### YOUR INSTRUCTIONS
Pull out every line of the records below that contains the string "target".

>> Start RECORDS SUPPLIED

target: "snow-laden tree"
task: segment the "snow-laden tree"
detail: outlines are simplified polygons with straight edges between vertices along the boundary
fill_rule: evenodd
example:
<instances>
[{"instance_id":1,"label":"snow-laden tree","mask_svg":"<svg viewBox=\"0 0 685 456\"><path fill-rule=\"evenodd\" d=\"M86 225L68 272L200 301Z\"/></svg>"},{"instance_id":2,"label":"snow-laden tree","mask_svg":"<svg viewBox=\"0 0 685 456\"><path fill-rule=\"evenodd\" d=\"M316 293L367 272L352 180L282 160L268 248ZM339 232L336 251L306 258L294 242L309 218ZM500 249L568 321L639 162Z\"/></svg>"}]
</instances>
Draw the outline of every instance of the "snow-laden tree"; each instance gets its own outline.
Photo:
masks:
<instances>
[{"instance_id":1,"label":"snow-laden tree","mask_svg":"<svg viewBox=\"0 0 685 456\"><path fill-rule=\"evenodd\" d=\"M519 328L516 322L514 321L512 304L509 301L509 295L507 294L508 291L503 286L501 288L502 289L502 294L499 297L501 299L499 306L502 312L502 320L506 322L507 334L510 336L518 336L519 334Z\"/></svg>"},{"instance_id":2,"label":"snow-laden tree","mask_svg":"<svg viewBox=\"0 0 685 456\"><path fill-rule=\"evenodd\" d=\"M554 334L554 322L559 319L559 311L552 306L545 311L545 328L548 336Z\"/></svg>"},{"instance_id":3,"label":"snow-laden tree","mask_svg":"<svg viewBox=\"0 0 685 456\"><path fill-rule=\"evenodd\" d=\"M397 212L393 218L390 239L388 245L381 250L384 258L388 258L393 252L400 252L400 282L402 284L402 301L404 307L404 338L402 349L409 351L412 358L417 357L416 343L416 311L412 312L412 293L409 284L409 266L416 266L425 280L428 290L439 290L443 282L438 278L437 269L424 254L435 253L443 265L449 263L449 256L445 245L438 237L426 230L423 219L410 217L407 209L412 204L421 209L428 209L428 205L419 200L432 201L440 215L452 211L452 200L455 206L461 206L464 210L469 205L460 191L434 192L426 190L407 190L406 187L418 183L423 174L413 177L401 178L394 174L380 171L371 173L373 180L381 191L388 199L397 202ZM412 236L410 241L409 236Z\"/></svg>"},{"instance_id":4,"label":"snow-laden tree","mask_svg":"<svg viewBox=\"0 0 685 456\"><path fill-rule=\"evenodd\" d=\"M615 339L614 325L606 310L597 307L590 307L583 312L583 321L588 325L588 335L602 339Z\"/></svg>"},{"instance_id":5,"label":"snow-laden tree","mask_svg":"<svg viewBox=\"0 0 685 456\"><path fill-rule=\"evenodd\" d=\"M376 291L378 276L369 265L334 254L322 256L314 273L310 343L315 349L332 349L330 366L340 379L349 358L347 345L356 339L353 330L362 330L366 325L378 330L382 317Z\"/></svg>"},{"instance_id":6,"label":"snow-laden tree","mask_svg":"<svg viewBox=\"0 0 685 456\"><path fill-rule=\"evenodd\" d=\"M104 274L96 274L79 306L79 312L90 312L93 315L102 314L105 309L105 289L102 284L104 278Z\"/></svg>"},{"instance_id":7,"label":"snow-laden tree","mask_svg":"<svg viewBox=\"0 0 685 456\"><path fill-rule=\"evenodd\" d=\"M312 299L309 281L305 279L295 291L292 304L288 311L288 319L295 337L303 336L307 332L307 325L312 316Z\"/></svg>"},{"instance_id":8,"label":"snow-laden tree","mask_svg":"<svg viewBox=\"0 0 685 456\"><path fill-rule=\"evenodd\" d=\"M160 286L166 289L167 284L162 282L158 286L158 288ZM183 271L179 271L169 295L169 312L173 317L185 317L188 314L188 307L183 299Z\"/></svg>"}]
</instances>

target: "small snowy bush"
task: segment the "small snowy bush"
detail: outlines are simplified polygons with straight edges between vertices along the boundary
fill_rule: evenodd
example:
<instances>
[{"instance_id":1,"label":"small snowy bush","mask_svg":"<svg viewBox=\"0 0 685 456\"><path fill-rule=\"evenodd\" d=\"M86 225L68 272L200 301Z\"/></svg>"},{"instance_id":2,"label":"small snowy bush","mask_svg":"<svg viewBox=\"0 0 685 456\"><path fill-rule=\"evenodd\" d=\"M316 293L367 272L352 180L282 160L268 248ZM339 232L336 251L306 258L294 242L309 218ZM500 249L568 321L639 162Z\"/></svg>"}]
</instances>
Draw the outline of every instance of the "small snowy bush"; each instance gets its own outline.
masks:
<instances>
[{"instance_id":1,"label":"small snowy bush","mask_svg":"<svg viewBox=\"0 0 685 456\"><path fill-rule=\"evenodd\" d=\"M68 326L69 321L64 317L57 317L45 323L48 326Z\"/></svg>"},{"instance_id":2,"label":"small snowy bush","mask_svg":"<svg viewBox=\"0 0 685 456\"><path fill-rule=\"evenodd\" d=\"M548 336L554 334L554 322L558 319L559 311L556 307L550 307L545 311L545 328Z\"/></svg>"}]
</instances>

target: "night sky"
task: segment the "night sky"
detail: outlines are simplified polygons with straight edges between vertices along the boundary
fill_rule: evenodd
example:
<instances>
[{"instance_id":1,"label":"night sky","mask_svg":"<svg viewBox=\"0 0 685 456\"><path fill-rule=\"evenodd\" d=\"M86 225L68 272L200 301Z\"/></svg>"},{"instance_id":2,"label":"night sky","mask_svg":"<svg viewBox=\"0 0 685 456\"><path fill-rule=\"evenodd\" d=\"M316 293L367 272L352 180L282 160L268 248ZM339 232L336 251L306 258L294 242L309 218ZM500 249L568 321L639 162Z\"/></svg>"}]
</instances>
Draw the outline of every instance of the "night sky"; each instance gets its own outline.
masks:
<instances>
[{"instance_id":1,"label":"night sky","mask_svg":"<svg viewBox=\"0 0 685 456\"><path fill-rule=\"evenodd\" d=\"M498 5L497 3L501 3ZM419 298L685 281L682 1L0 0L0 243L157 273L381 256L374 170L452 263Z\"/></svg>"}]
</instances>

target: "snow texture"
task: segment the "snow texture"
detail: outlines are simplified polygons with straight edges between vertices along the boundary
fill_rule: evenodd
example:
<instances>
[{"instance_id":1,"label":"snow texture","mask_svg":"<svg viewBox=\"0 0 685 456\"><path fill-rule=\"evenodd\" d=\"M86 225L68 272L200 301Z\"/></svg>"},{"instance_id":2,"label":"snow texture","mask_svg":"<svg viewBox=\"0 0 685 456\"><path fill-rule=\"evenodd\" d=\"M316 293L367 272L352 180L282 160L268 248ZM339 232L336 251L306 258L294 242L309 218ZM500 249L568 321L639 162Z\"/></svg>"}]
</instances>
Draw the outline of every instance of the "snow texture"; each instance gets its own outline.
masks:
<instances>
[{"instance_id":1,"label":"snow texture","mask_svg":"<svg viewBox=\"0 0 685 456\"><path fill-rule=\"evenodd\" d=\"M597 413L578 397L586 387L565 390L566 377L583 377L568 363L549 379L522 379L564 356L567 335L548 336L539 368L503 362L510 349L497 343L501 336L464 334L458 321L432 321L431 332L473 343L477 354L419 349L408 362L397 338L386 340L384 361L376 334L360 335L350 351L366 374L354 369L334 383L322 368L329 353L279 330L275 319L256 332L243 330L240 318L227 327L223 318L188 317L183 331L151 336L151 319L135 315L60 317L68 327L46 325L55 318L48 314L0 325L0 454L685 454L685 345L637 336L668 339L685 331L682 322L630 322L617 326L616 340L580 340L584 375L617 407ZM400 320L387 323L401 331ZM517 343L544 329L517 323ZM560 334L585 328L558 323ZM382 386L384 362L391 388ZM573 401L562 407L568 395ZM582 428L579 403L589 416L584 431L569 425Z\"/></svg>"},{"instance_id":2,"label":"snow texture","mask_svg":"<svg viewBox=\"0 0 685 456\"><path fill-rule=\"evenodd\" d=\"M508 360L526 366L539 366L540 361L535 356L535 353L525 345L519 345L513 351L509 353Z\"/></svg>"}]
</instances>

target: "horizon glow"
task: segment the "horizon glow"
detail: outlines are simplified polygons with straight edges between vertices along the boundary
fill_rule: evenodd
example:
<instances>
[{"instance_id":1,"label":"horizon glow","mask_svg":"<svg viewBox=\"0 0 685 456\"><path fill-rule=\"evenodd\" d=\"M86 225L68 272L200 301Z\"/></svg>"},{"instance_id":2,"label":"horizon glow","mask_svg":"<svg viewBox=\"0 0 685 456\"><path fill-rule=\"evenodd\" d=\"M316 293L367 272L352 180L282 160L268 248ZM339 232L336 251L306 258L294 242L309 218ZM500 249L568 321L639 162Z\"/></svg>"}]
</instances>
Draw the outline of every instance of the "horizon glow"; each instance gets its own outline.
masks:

>> End RECORDS SUPPLIED

### EXERCISE RESPONSE
target: "snow-laden tree"
target: "small snowy bush"
target: "night sky"
target: "snow texture"
target: "horizon glow"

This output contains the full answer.